Reproduce the lines below without any change, beginning with the very first line and continuing through the line that contains "(409, 1247)", including both.
━━ Input rows
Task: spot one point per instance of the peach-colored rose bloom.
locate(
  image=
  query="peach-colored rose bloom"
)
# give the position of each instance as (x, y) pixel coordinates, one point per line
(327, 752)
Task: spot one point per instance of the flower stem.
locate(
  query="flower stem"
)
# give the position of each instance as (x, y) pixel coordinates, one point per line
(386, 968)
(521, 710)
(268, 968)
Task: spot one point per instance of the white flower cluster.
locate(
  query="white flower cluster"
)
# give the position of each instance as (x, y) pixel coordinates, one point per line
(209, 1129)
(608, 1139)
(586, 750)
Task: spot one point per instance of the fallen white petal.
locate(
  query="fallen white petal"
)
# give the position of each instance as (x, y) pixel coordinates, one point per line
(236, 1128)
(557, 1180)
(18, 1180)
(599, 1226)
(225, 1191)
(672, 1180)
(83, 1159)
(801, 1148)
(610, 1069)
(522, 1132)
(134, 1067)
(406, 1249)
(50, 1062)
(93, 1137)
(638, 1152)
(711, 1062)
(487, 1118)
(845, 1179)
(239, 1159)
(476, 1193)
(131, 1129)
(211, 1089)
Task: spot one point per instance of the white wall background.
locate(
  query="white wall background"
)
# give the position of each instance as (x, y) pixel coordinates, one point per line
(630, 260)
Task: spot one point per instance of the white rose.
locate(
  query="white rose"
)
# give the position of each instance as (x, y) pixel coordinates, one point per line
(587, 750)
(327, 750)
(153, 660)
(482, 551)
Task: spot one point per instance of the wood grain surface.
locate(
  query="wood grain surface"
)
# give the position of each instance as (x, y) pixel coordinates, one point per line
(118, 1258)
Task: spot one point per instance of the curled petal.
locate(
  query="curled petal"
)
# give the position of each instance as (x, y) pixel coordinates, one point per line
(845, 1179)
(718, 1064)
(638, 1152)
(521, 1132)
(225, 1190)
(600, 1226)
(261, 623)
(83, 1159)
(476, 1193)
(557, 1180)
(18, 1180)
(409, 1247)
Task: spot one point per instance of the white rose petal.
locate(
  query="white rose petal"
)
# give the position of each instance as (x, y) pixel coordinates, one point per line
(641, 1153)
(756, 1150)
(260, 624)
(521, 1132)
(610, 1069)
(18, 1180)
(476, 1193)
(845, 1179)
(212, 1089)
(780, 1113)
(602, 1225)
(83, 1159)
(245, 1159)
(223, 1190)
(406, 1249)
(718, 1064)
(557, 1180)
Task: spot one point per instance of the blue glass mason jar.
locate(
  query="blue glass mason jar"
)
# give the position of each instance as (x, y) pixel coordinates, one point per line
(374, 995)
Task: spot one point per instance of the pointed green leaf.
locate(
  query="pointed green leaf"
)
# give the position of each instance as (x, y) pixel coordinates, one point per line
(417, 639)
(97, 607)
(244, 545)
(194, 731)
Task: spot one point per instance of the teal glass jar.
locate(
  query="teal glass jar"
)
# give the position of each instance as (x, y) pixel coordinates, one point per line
━━━━
#### Solution below:
Task: spot one point per instance of the peach-colored rose bloom.
locate(
  image=
  query="peach-colored rose bloom"
)
# give the position of each instance as (x, y) pixel coordinates, one point per line
(327, 752)
Task: spot one point per instance of the flower stem.
locate(
  query="flower stem"
)
# give the position of each instance as (x, y) pixel coordinates, one point per line
(386, 968)
(521, 710)
(268, 968)
Task: spot one point per instance of the white flower cluster.
locate(
  query="white flower cluster"
)
# give the position of each instance as (x, y) pixel coordinates, one point per line
(209, 1129)
(608, 1139)
(586, 750)
Task: spot one point per instance of the fallen white petal.
locate(
  query="fallen white petal"
)
# give the position of each instance as (x, y) pixel coordinates, one point per line
(236, 1128)
(557, 1180)
(18, 1180)
(599, 1226)
(225, 1191)
(672, 1180)
(83, 1159)
(801, 1148)
(610, 1069)
(522, 1132)
(134, 1067)
(406, 1249)
(50, 1062)
(93, 1137)
(638, 1152)
(711, 1062)
(487, 1118)
(845, 1179)
(239, 1159)
(476, 1193)
(131, 1129)
(211, 1089)
Task: spot one point per instance of the white wall background.
locate(
  query="white wall background"
)
# give the position of each instance as (x, y) pixel coordinates, one point per line
(630, 260)
Task: spot one point per instance of the white rose.
locate(
  query="white rose"
)
# give the position of each instance as (x, y) pixel coordinates, one point per line
(587, 750)
(327, 750)
(153, 660)
(482, 551)
Task: spot one point per instance of the wood grain surface.
locate(
  query="wood grain surface"
)
# give the position of each instance as (x, y) pixel coordinates, one point per line
(118, 1258)
Task: spot one point per instance of the curled petal.
locate(
  query="curled petal"
)
# give the position of each instance as (x, y) pixel coordinates, one point per line
(845, 1179)
(718, 1064)
(638, 1152)
(521, 1132)
(225, 1190)
(600, 1226)
(261, 623)
(83, 1159)
(476, 1193)
(557, 1180)
(18, 1180)
(409, 1247)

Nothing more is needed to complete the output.